» **Tasks to complete**
a: List every Creative Commons corpus that the Granary fine-tuning guide below names as a source of its recordings.
b: Write the next part of the Granary fine-tuning guide below, starting after its last sentence.

» **Text section**
____________________
Guide to Fine-tune Nvidia NeMo models with Granary Data¶
Introduction¶
The Granary dataset stands out as one of the largest and most diverse open-source collections of European speech data available today. Designed to advance research and development in automatic speech recognition (ASR) and automatic speech translation (AST), Granary provides approximately 643,000 hours of audio paired with transcripts for ASR, and around 351,000 hours of aligned translation pairs. Its recordings are sourced from a variety of Creative Commons corpora—such as YODAS2, YouTube-Commons, VoxPopuli, and Libri-Light—and each sample is carefully reviewed to ensure that only clear, high-quality audio and accurate transcripts are included. Because the dataset includes consistent segment boundaries and normalized text across more than twenty-five languages (including Italian), it eliminates much of the preprocessing burden and allows you to focus on model development or evaluation.
____________________
» **Collected data**
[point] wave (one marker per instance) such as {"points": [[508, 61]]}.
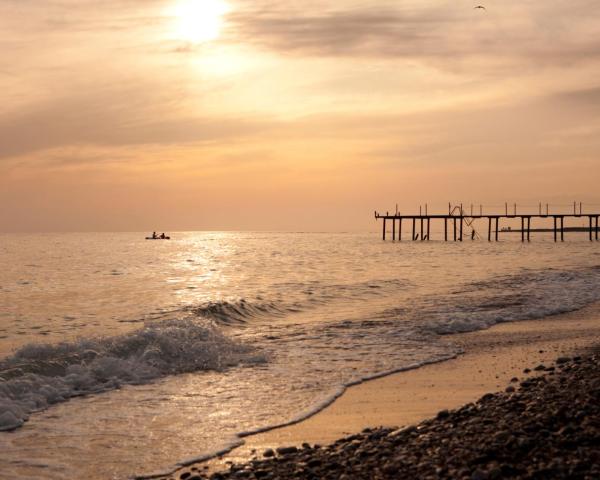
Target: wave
{"points": [[531, 294], [239, 311], [307, 296], [39, 375]]}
____________________
» **Answers for the tasks**
a: YODAS2, YouTube-Commons, VoxPopuli, Libri-Light

b:
In this tutorial, Granary serves as the central resource: we walk through a step-by-step workflow that begins with selecting the appropriate Italian and English subsets (for both ASR and AST), preparing and validating those files, and then integrating them into a model training pipeline. To make these steps concrete, we demonstrate how to apply them to the pre-trained Canary 1B-Flash checkpoint using NVIDIA NeMo Framework Speech toolkit. These same steps can also be followed with the newly released Canary-1b-v2, a multitask multilingual model supporting 25 languages for both ASR and AST, offering broader language coverage and improved capabilities for multilingual training. While this tutorial focuses on Canary models, the overall workflow - including data selection, formatting, tokenizer adaptation, configuration, fine-tuning, and evaluation - is equally applicable to other ASR and AST systems. By following the detailed instructions below, you’ll see exactly how Granary’s standardized, high-quality audio and text pairs plug into a training script, regardless of which speech model you choose. The outcome of our example is a single checkpoint that can:
-
Transcribe Italian speech into written text (Italian ASR)
-
Translate spoken Italian into English (Italian→English AST)
-
Translate spoken English into Italian (English→Italian AST)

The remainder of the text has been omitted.